++++ Excerpted records

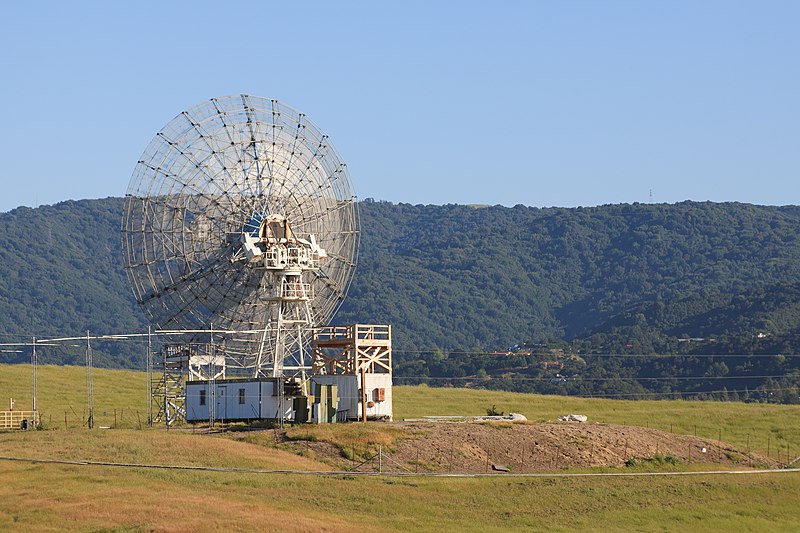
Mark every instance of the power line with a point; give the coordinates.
(579, 379)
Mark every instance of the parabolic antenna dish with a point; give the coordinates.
(215, 172)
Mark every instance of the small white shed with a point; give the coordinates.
(237, 399)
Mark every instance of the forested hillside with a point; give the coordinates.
(619, 279)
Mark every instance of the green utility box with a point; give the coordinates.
(326, 403)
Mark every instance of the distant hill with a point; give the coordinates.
(480, 278)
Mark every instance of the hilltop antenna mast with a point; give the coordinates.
(34, 364)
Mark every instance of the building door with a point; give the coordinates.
(222, 403)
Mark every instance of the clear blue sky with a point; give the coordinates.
(535, 103)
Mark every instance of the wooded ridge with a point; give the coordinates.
(689, 278)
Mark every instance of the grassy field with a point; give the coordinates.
(60, 497)
(766, 428)
(46, 497)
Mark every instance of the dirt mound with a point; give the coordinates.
(531, 447)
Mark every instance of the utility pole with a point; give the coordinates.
(89, 382)
(34, 363)
(149, 377)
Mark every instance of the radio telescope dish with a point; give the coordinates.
(239, 217)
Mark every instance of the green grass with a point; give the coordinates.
(61, 393)
(765, 426)
(53, 497)
(70, 498)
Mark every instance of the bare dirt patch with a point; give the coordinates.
(535, 447)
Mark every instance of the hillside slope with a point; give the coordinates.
(450, 277)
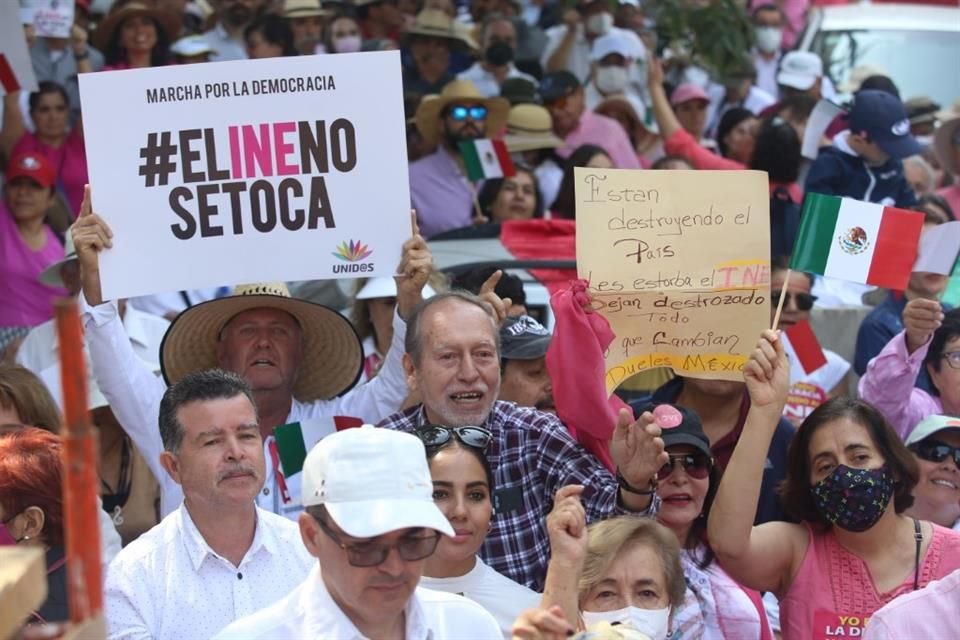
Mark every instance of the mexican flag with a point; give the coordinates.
(295, 439)
(857, 241)
(485, 158)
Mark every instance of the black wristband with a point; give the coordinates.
(630, 489)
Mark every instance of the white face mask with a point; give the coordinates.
(599, 23)
(611, 80)
(652, 622)
(769, 39)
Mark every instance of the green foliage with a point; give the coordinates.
(713, 34)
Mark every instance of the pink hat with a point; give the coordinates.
(686, 92)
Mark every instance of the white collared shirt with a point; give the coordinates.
(486, 82)
(310, 612)
(493, 591)
(170, 584)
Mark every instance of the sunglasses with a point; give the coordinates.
(460, 113)
(371, 554)
(697, 465)
(804, 300)
(438, 435)
(934, 451)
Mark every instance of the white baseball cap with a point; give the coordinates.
(386, 287)
(372, 481)
(931, 425)
(800, 70)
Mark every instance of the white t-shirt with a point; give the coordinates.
(495, 592)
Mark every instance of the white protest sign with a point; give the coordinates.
(248, 171)
(16, 70)
(50, 18)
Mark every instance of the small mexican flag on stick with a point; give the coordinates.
(485, 158)
(857, 241)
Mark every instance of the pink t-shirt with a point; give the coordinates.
(69, 161)
(605, 133)
(833, 595)
(27, 302)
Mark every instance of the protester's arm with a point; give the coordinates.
(558, 48)
(13, 127)
(888, 382)
(760, 557)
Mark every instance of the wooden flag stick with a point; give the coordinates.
(80, 476)
(783, 296)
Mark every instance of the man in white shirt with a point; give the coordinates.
(498, 37)
(218, 557)
(371, 522)
(299, 358)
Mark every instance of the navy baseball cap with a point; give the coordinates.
(883, 118)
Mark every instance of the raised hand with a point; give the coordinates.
(91, 235)
(416, 265)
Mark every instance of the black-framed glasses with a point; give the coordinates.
(461, 113)
(952, 358)
(804, 300)
(371, 554)
(936, 451)
(697, 465)
(437, 435)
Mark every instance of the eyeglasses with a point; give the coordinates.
(952, 358)
(697, 465)
(804, 300)
(437, 435)
(934, 451)
(371, 554)
(461, 113)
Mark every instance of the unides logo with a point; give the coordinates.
(355, 251)
(352, 252)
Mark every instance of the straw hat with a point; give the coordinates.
(944, 146)
(530, 127)
(332, 353)
(166, 21)
(437, 24)
(428, 113)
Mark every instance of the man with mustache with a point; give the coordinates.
(218, 557)
(226, 36)
(439, 190)
(524, 378)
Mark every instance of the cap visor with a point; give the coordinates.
(371, 518)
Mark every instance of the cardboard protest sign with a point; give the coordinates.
(248, 171)
(16, 70)
(50, 18)
(678, 263)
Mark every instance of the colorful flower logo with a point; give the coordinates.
(352, 252)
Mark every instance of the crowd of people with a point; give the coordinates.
(495, 490)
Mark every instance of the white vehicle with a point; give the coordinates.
(917, 46)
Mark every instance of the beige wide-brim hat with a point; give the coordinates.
(332, 356)
(168, 22)
(428, 113)
(437, 24)
(943, 144)
(530, 127)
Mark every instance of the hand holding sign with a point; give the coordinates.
(91, 235)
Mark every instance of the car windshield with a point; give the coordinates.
(919, 62)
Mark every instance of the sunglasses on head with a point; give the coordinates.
(372, 554)
(697, 465)
(935, 451)
(804, 300)
(461, 113)
(438, 435)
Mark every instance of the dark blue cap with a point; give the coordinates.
(883, 118)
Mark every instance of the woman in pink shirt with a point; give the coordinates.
(849, 480)
(61, 146)
(27, 245)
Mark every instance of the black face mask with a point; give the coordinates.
(499, 54)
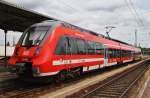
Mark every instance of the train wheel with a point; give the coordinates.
(60, 77)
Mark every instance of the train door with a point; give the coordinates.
(105, 56)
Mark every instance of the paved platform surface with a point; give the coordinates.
(62, 93)
(146, 89)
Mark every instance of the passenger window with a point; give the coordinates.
(73, 45)
(91, 47)
(99, 48)
(62, 46)
(81, 46)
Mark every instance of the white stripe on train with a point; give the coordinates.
(75, 61)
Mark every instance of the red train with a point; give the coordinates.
(57, 48)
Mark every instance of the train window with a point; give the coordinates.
(81, 46)
(99, 48)
(73, 46)
(62, 46)
(34, 36)
(91, 47)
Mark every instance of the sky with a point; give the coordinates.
(126, 16)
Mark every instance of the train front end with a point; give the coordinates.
(32, 51)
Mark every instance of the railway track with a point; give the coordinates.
(21, 89)
(120, 85)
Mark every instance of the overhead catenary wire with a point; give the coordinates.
(134, 12)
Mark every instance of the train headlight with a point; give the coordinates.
(37, 51)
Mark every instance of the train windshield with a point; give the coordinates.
(34, 35)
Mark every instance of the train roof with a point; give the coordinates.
(94, 33)
(68, 25)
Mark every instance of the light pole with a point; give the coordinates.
(108, 29)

++++++++

- **Task requirements**:
With the entries above as the source, set down exactly the lines from the one holding "Mark every instance of the railway" through the last line, both ends included.

- **Your solution**:
Mark every instance of the railway track with a point; give the coordinates.
(21, 89)
(120, 85)
Mark every instance of the overhead catenary wire with a point; give the coordinates.
(134, 12)
Mark every instance of the train headlight with a point; give the coordinates.
(37, 51)
Mark every instance of the train windshield with a point; give the coordinates.
(34, 35)
Mark every instance of the train roof with a point; give the coordinates.
(94, 33)
(68, 25)
Mark every instance of the light pole with a point; give the coordinates.
(108, 29)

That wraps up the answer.